Die Dardanellen, in der Antike und im Mittelalter Hellespọnt (griechisch Hellespontos) genannt, dienten schon im Altertum sowohl als Seeverbindung zwischen Ägäis und Schwarzem Meer wie auch - aufgrund ihrer geringen Breite - als Verbindungsglied zwischen Europa und Asien. Schon im 3. Jahrtausend v. Chr. war Troja, strategisch günstig 6 km landeinwärts am Eingang der Dardanellen gelegen, am Schnittpunkt der Land- und Seeverbindungen, ein wichtiger Platz für den Handel zwischen dem Balkan und Kleinasien. Im Verlauf der griechischen Kolonisationsbewegung wurde das Gebiet um die Dardanellen dicht besiedelt (8.-7. Jahrhundert v. Chr.). Die Kolonien, u. a. Lampsakos, Abydos, Sigeion, Kallipolis (Gallipoli, heute Gelibolu), Sestos, sollten die Handelsstraße ins Schwarze Meer sichern. 480 v. Chr. setzte der persische König Xerxes I. sein Heer auf einer Schiffbrücke über die Dardanellen, die nach den Perserkriegen unter die Kontrolle Athens gerieten, 405 v. Chr. aber wieder den Persern zufielen. 334 v. Chr. überbrückte Alexander der Große die Meerenge. Arabische Flotten drangen durch sie 668, 672 und 717 ins Marmarameer ein. Die Kreuzfahrer erzwangen die Durchfahrt 1203 (4. Kreuzzug). Um 1354 überquerten die Osmanen die Dardanellen und schnitten dadurch Konstantinopel vom Mittelmeer ab. Nach dessen Eroberung (1453) befestigten sie die Dardanellen. Das um 1470 von Mehmed II. gegründete Sultansschloss Çanakkale, auf das der türkische Name für die Dardanellen zurückgeht, wird in italienischen Seekarten Dardanelo genannt (nach der südlich gelegenen antiken Stadt Dardanos); danach erhielt die Meerenge den Namen Dardanellia. Gegen Ende des 17. Jahrhunderts wurden die Befestigungsanlagen ausgebaut und mit Geschützen bewehrt.

Aufgabe → Schreib den Text zur Geschichte der Dardanellen im Anschluss an seinen letzten Satz weiter.

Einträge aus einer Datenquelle
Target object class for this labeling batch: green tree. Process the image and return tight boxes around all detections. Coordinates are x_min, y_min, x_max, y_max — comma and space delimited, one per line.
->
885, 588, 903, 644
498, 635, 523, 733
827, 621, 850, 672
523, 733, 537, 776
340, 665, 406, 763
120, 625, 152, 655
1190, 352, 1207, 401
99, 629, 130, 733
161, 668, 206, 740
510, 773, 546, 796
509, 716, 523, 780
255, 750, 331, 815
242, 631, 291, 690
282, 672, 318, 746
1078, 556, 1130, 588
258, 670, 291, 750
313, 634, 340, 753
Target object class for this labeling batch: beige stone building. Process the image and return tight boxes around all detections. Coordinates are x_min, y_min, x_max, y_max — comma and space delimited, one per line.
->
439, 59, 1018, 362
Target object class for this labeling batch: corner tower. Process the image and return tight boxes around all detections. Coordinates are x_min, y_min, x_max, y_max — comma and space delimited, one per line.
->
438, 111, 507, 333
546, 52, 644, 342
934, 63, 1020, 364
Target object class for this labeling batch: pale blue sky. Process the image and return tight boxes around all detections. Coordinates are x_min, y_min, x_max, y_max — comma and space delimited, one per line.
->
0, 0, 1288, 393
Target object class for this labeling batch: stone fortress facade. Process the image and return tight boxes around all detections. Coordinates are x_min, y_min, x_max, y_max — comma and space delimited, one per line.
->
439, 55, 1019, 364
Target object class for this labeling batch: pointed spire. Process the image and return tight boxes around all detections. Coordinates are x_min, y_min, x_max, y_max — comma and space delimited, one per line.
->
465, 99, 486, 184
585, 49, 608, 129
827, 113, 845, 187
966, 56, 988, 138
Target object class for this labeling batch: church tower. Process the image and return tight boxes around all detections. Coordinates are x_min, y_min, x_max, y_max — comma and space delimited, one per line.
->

Schriftliche Antwort →
 
Der Einbruchsversuch einer russischen Flotte am 26. 7. 1770 misslang (Russisch-Türkischer Krieg 1768-74, Türkenkriege). Dagegen konnte eine britische Flotte am 19./20. 2. 1807, allerdings erfolglos, bis in die Nähe Konstantinopels vorstoßen. Darauf schloss die Türkei mit Großbritannien 1809 einen Vertrag, der allen nichttürkischen Kriegsschiffen die Durchfahrt versagte und der durch den Dardanellenvertrag (Meerengenvertrag) der fünf Großmächte (Großbritannien, Frankreich, Russland, Österreich, Preußen) am 13. 7. 1841 sowie durch den Pariser Frieden 1856 bestätigt wurde. Auch für Handelsschiffe wurde bei Nacht die Durchfahrt gesperrt; 1864-77 erfolgte eine Neubefestigung. Nach russischen Versuchen 1891, die Durchfahrt zu erzwingen, kam es zu einer Abmachung, die die Meldung russischer Soldaten auf Handelsschiffen zur Pflicht machte.
 
Bei Beginn des Ersten Weltkrieges waren die Befestigungen in mancher Hinsicht veraltet. Trotzdem gelang es den Türken mit deutscher Hilfe, britisch-französische Angriffe nach anfänglichen Verlusten (9.-25. 2. 1915; Liman von Sanders) erfolgreich abzuschlagen. Auch Landangriffe auf Gallipoli (seit 25./26. 4. 1915) endeten am 19./20. 12. 1915 mit einem alliierten Misserfolg. Bei der Abwehr zeichnete sich Kemal Atatürk aus. Die Dardanellen blieben in türkischer Hand. Der Friede von Lausanne (24. 7. 1923 und das Abkommen von Montreux (20. 7. 1936 regelten die noch heute geltenden Durchfahrtsrechte (Meerengenfrage). Das Befestigungsverbot von 1923, überwacht von einer Internationalen Meerengenkommission, wurde 1936 wieder aufgehoben. Seitdem befestigte die Türkei die Dardanellen erneut.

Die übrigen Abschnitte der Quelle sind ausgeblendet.